- PROBLEM TO SOLVE: The lines to extract run from the first line of the entries through the line that contains "TARGET = artificial green hedge panel"; reproduce exactly those lines and no others.

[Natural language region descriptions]
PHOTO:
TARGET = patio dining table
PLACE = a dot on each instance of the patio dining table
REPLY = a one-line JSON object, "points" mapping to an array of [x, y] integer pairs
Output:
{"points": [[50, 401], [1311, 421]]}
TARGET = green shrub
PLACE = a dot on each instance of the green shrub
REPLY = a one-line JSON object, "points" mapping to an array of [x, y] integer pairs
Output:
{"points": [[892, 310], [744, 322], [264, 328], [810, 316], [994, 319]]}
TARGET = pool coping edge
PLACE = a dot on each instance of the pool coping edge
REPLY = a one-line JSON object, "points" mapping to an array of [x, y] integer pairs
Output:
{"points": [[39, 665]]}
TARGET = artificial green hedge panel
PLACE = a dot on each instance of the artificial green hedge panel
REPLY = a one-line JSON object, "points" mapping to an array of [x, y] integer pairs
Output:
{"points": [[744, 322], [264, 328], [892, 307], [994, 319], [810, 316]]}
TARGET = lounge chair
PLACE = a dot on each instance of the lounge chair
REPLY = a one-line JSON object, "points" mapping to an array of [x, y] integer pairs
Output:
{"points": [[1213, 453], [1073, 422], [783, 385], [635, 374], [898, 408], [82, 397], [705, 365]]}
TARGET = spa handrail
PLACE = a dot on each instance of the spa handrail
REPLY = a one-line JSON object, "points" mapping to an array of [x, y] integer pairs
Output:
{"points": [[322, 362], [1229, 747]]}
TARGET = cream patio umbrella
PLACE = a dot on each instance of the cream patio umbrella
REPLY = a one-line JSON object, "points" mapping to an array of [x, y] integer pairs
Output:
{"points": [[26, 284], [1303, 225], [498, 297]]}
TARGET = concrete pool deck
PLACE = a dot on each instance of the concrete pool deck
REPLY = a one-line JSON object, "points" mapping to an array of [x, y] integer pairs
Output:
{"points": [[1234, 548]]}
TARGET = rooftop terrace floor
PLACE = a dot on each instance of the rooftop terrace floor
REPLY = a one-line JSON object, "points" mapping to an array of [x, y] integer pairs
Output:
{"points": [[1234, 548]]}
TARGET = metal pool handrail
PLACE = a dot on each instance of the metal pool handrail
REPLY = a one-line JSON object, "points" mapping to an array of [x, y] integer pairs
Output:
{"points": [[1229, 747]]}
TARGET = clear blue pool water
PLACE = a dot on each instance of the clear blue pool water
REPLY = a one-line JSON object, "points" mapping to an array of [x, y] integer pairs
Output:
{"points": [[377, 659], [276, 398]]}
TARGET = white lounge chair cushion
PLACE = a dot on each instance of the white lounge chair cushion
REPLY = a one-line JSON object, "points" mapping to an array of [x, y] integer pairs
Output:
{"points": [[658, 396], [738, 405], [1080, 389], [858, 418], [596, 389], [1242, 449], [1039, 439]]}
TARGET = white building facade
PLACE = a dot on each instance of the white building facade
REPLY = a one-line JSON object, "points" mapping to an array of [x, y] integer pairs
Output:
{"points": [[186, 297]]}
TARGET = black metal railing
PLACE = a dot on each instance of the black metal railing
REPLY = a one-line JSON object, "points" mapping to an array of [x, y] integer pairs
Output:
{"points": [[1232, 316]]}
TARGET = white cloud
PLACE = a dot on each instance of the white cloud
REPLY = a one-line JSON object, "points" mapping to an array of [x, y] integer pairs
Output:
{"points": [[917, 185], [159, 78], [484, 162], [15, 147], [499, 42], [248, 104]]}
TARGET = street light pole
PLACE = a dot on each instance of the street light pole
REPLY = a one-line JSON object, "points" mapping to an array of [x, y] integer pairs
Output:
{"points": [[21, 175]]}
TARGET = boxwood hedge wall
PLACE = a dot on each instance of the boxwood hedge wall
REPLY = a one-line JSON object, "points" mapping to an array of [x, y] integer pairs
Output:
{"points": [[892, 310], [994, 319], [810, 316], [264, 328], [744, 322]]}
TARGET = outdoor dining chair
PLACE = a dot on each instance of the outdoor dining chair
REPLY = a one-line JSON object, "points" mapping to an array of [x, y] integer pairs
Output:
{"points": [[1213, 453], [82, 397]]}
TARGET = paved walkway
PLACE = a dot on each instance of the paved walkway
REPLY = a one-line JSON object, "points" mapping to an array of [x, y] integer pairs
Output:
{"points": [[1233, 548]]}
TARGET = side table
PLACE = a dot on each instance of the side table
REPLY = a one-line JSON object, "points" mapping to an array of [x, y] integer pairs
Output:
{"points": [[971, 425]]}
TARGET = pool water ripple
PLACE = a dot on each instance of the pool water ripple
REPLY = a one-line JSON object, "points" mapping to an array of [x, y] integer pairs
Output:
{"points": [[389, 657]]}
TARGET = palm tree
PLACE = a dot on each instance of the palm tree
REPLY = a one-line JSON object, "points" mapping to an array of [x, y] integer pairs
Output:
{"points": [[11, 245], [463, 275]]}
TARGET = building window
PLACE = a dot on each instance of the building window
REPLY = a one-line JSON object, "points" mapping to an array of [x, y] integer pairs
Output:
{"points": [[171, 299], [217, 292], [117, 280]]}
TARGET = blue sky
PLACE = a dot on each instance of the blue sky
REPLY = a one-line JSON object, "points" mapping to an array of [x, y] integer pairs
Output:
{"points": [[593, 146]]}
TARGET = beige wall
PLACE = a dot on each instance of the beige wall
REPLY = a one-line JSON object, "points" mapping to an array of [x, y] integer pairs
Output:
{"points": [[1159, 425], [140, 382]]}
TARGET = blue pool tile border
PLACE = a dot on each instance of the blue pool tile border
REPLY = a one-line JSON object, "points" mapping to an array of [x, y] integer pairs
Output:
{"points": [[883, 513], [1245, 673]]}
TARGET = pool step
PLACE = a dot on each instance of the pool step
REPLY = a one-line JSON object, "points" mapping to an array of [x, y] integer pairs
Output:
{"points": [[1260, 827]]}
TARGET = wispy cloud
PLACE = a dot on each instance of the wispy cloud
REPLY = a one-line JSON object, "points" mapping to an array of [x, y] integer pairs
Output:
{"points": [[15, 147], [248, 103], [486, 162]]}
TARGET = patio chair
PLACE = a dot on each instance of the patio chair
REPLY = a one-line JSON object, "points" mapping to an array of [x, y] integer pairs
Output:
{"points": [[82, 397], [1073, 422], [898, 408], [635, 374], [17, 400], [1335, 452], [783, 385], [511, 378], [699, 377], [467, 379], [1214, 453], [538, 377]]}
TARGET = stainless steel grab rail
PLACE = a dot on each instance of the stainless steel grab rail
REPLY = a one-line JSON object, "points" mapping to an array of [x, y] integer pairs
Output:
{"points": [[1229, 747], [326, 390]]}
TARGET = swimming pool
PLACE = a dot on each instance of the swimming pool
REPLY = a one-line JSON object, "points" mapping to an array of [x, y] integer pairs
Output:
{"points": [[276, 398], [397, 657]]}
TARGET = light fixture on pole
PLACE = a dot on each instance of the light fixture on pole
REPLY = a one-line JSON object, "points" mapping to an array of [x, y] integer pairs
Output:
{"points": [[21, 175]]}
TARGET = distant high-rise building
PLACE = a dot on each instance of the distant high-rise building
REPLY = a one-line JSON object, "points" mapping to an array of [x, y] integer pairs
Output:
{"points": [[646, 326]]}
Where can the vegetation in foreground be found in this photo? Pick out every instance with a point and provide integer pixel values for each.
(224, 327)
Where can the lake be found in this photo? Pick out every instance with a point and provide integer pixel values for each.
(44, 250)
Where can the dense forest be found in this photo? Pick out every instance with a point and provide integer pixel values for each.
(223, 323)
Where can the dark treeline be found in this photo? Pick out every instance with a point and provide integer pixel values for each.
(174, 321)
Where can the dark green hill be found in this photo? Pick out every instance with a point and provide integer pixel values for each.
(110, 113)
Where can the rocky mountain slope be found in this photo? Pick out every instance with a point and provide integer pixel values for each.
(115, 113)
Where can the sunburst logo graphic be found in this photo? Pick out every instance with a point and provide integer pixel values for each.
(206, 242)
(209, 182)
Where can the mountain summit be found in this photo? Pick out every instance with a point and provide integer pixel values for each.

- RESULT OF THE TASK:
PHOTO:
TARGET = patio dining table
PLACE = a dot on each instance of the patio dining table
REPLY = a one-line JSON object, "points" mapping to an array of [x, y] integer pairs
Output:
{"points": [[50, 401], [1311, 421]]}
TARGET = green shrub
PLACE = a dot on each instance of the green shrub
REPLY = a one-line JSON object, "points" mapping to an array of [x, y] integer pairs
Output:
{"points": [[892, 310], [744, 322], [264, 328], [810, 316], [994, 319]]}
TARGET = pool coping edge
PLACE = a dot on each instance of the pool coping edge
REPLY = a one-line JSON object, "points" mapping to an array of [x, y] integer pairs
Output:
{"points": [[39, 665]]}
TARGET = artificial green hedge panel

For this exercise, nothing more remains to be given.